◆ **Available data**:

____

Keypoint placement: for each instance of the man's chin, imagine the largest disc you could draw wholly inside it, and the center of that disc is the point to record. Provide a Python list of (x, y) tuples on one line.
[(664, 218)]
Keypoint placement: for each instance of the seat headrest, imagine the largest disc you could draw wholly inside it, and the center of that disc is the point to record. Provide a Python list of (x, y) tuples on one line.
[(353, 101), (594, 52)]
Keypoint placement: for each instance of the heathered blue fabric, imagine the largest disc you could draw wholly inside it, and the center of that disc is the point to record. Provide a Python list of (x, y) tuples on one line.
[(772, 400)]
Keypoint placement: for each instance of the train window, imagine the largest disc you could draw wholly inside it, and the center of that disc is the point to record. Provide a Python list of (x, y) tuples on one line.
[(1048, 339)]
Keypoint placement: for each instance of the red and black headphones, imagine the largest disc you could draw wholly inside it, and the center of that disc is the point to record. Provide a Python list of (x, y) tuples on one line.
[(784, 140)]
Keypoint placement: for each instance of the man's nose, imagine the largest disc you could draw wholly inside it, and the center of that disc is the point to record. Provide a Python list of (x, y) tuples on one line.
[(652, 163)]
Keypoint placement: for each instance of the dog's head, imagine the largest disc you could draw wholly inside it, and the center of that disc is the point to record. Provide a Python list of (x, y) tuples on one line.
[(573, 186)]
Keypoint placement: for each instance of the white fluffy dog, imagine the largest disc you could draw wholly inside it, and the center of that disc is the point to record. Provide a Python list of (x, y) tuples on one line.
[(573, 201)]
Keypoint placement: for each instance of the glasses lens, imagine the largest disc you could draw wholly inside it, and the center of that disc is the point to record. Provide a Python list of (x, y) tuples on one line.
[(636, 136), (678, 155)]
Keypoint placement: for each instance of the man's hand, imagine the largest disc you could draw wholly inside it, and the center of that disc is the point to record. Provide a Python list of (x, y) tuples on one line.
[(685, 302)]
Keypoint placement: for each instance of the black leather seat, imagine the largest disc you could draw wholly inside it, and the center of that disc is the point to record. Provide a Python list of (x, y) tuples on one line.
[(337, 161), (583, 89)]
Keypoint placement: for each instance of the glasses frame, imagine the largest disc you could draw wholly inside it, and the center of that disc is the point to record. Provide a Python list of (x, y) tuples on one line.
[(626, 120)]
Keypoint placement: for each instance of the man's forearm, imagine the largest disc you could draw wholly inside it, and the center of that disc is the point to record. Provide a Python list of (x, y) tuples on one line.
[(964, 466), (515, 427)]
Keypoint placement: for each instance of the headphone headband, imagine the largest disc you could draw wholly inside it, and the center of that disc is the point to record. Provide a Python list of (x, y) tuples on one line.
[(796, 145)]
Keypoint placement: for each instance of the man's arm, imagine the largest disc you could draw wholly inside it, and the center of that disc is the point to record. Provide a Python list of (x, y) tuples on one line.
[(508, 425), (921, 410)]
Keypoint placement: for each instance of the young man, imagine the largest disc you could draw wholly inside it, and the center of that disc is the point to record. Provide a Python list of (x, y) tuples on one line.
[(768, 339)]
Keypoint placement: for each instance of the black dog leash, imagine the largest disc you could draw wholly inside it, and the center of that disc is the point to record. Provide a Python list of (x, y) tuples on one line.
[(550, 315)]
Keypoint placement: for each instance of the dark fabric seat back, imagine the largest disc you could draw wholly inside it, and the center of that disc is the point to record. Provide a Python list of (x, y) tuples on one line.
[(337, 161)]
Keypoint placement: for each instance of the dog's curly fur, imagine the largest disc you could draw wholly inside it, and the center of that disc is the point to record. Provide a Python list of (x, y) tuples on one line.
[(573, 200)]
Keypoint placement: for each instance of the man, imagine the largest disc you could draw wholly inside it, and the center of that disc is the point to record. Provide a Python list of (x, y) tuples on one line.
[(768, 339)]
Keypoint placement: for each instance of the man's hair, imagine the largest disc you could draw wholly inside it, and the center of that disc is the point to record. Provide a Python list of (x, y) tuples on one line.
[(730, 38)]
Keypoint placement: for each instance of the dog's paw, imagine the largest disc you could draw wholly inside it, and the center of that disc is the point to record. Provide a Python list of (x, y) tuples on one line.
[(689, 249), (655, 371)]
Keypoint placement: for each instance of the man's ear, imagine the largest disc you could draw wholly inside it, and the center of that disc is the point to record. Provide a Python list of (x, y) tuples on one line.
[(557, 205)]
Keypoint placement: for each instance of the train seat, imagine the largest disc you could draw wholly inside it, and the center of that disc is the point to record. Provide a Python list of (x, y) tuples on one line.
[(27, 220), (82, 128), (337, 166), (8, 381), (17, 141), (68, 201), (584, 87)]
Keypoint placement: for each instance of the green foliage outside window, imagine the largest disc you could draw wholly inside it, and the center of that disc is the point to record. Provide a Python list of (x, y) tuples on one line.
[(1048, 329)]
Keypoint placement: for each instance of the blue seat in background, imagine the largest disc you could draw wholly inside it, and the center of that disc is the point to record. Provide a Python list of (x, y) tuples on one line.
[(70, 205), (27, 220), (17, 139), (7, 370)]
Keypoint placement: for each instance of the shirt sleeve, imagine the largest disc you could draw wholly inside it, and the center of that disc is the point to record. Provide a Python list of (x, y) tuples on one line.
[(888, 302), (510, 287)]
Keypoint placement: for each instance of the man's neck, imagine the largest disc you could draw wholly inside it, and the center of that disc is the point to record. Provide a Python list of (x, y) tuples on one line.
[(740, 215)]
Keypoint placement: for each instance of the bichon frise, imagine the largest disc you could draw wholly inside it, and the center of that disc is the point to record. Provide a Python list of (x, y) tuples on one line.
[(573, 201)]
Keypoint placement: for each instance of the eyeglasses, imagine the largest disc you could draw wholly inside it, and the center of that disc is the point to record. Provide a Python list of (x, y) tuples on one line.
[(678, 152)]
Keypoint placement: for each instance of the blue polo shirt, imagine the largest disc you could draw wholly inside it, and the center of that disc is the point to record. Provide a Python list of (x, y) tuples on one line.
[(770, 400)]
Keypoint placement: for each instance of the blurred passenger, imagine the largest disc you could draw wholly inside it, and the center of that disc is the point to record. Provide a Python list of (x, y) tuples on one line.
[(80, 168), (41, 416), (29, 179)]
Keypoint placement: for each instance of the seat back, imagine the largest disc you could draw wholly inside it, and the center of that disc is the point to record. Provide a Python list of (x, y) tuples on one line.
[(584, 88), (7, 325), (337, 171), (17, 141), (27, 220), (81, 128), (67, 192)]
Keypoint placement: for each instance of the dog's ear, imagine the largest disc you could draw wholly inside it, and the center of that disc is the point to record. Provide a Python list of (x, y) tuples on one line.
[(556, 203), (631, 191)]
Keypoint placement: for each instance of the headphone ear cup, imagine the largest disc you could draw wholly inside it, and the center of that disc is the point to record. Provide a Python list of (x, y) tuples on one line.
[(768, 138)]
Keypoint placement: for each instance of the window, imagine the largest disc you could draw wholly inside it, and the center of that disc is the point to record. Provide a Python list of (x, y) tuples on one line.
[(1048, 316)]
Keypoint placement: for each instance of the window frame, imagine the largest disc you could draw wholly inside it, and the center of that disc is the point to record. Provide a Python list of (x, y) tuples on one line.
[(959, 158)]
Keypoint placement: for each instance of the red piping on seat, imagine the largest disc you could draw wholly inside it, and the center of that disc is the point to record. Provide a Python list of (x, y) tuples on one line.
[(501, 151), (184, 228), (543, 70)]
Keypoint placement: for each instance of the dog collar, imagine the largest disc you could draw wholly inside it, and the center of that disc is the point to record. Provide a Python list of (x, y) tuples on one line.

____

◆ **Work required**:
Format the material above, from the line containing "Keypoint placement: for each instance of the dog's ear, imagine" through the last line, both included, as a JSON list of strings with one string per line. Leave out blank lines.

◆ **Output below**:
[
  "Keypoint placement: for each instance of the dog's ear, imagine the largest disc you could draw wholly inside it, and the center of that disc is the point to record. Provide a Python list of (x, y) tuples on one line.",
  "[(556, 203), (631, 191)]",
  "Keypoint placement: for each instance of the headphone ear cup, imagine the largest disc you could draw wholly inside it, and the center of that disc is the point to record. Provide a Python list of (x, y) tuples on one line.",
  "[(768, 138)]",
  "Keypoint placement: for each instance of the window, imagine the largest disc you could draw wholly inside it, and the center of that disc is the point to record. Provide a Python list of (x, y) tuples on one line.",
  "[(1048, 316)]",
  "Keypoint placement: for each instance of the window frame, imagine the largest disc you could draw wholly inside it, and the center of that disc is the point to record. Provide a Python list of (x, y) tuples on one line.",
  "[(959, 158)]",
  "Keypoint placement: for each instance of the red piping on seat, imagine the largest disc you could draw wholly inside it, and the center of that disc is the point to record. Provide a Python list of (x, y) tuples on one line.",
  "[(501, 151), (184, 228), (543, 70)]",
  "Keypoint placement: for each instance of the dog collar, imagine the largest disc you could draw wholly inside it, and the center of that disc is the point to record. Provide a Python list of (x, y) tuples on one line."
]